:: Document extract ::
Uneven temperatures in the cement were an additional problem which had to be overcome (cement heats as it cures). Uneven temperatures mean the cement will cure at different rates which would cause stress problems even in the small blocks Crowe was using. To solve this problem, and make the curing process even quicker, Crowe devised a refrigeration system to cool the curing cement down and keep temperatures even. Each block had a coil of 1” steel pipe embedded in it. Water from the coffer dams at the base of the main dam was used to run through the pipes and after the cement had cured the pipe was cut off and pressure filled with grout. Construction on the four intake towers on the cliffs behind the dam was proceeding in parallel to the work on the dam. These towers feed water from the reservoir (Lake Mead) to the penstocks at the foot of the dam. The penstocks gradually narrow the aperture the water flows through until it reaches a speed of 85 miles per hour as it hits the turbines.

Crowe made a "make or buy” decision at this point which likely saved the project. He realized that there was significant risk attached to having his team of engineers design and implement the cooling solution because they did not have sufficient experience in refrigeration applications. He decided to engage the Union Carbide Corporation which did have the experience to design and implement the solution without mistakes. This decision no doubt added cost to the project in the short term but the design and implementation of the solution without slips helped to bring the project in over 2 years ahead of schedule.

On February 6th, 1935 the last bucket of concrete topped of the dam. That same day the diversion tunnels were closed diverting the river’s flow back to the original course and filling the reservoir. Some statistics dam:

  • The dam is 726.5 feet tall (from its base to its top).
  • The dam holds back a reservoir called Lake Mead, which is 115 miles long and 500 feet deep in spots.
  • The dam is 1244 feet in length (canyon wall to canyon wall)

:: Material shown ::
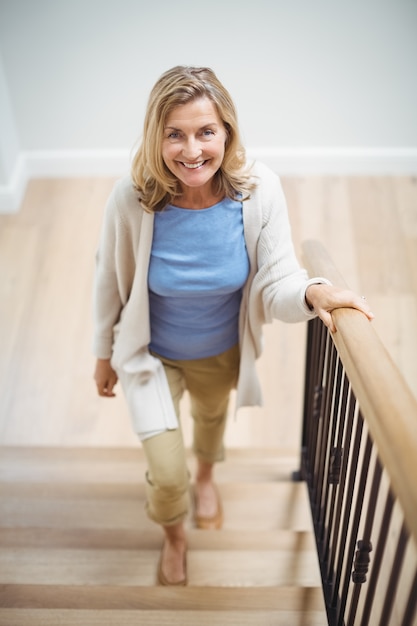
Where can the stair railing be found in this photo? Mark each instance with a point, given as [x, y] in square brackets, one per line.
[359, 460]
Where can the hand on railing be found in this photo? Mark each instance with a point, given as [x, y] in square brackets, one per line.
[326, 298]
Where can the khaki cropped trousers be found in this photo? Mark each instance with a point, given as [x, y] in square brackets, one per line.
[209, 382]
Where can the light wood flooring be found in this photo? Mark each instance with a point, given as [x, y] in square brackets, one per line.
[47, 395]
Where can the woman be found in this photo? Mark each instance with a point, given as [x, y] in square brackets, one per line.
[195, 256]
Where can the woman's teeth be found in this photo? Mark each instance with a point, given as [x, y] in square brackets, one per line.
[193, 166]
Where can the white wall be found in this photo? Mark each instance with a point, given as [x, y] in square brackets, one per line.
[313, 80]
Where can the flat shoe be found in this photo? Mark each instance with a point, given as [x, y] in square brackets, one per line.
[162, 579]
[215, 522]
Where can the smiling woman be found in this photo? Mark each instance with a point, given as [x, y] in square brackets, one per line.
[193, 150]
[195, 256]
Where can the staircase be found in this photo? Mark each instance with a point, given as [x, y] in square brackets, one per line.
[76, 547]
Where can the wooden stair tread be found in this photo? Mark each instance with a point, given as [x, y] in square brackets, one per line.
[247, 506]
[74, 521]
[158, 598]
[175, 617]
[151, 539]
[268, 567]
[127, 465]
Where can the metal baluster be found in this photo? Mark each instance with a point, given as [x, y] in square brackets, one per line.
[367, 534]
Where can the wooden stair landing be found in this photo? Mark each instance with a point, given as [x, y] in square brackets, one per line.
[76, 547]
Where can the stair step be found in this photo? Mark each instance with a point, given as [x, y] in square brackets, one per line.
[127, 465]
[256, 506]
[158, 598]
[74, 522]
[174, 617]
[40, 605]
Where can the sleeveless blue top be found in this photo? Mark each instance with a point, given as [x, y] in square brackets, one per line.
[198, 267]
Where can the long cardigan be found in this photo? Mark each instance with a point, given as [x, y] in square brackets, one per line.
[275, 289]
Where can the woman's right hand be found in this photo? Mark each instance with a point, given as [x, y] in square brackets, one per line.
[105, 377]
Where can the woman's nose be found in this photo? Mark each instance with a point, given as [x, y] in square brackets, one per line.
[192, 149]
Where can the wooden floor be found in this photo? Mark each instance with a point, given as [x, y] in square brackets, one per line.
[47, 395]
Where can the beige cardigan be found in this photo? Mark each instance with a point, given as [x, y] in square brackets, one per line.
[275, 289]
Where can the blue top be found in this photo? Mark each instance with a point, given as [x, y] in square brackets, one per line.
[198, 267]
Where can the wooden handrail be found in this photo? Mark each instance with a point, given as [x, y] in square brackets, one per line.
[387, 403]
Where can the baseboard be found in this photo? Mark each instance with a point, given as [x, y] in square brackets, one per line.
[285, 161]
[12, 193]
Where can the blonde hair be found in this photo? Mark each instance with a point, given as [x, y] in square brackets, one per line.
[157, 186]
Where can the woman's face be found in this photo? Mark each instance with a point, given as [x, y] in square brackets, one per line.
[194, 143]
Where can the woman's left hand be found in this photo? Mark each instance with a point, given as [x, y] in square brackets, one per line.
[326, 298]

:: Exercise tasks ::
[a] Quote the dam construction text from "On February 6th, 1935" to "to canyon wall)".
[b] According to the dam construction text, which company did Crowe engage to design and implement the cooling solution?
[c] Proceed with the dam construction text from the point where it stops.
The listing comes from a separate source and is unrelated to the dam construction text.

:: Results by task ::
[a]
On February 6th, 1935 the last bucket of concrete topped of the dam. That same day the diversion tunnels were closed diverting the river’s flow back to the original course and filling the reservoir. Some statistics dam:

  • The dam is 726.5 feet tall (from its base to its top).
  • The dam holds back a reservoir called Lake Mead, which is 115 miles long and 500 feet deep in spots.
  • The dam is 1244 feet in length (canyon wall to canyon wall)

[b] The Union Carbide Corporation.

[c]
  • The dam is 660 feet deep at its base and 45 feet at its top
  • 4.36 million cubic yards of cement were poured into the dam
  • Maximum output from the water driven turbines: 2.08 gigawatts

Some results of the other objectives that were met (providing water access to the surrounding states) cannot be captured in metrics and are inextricably linked to other social influences. The growth of the states of California and Nevada were enabled by the water access the project provided. The state of California in particular benefited from this access. Up to that point, the state was fairly barren, depending on a meager annual rain fall for crop irrigation. Access to the Colorado flow changed that overnight. Now California exports fruits and vegetables all over North America and produces some of the finest wines in the world. Access to hydro electric power was also a significant influence on growth. The city of Las Vegas, in its present form, would not have been possible without the access to power that the project provided. There were initially 16 turbines in the dam, one for each of the counties supplied by the dam. Later this configuration would be changed as the plant was modernized and the power generated was fed to the grid system. The Hoover dam was one of the success stories of Franklin Delano Roosevelt’s public works program. While it only put about 5,000 people to work it was seen as a tremendous success story and built good PR for other projects in the program.

Now the bad news. During the construction of the dam there were 112 deaths directly attributable to work on the project, 76 of them occurring on the construction site. Many other deaths could be attributed to work on the project but were not recorded as such. Many, many illnesses could also be attributed to the terrible working conditions on the project. Here is the dichotomy: one of Crowe’s most remarkable successes was the completion of the project more than 2 years ahead of schedule but cutting corners with safety measures and forcing desperate men to work in unsafe conditions are at least partially responsible for enabling that success.

Here’s what I take away from Crowe’s remarkable accomplishments:

  • Leadership comes from the top down and must be demonstrated on the ground with the team, it can’t be demonstrated remotely. I don’t mean that you can’t lead a remote team, you can but you must do it by creating a sufficient presence with the team that your drive is directly transferred to them.
  • Great accomplishments can’t be realized without taking intelligent risks. Crowe and his team took those risks. Crowe in making some of the decisions he made such as beginning much of the work in parallel and outsourcing refrigeration work to Union Carbide and the his team by working in the way they did. Exploding the dynamite charges in the canyon faces without descending completely to the ground and out of harms way is just one example of those risks. Some of the high-scalers paid for these risks with their lives.
  • Providing good leadership, being honest and straightforward (even if that means being tough and unrelenting) builds trust and that trust can be drawn on when a project manager has to ask their team to perform above normal levels and meet objectives other teams are not asked to meet. Crowe proved this in several ways. He had team members he had managed on other projects seek the Hoover Dam project out so that they could work for him again. He successfully ended a bitter strike in 8 days, in part because of the core of the team who trusted him. This was no mean feat, considering the legitimate grievances these men had.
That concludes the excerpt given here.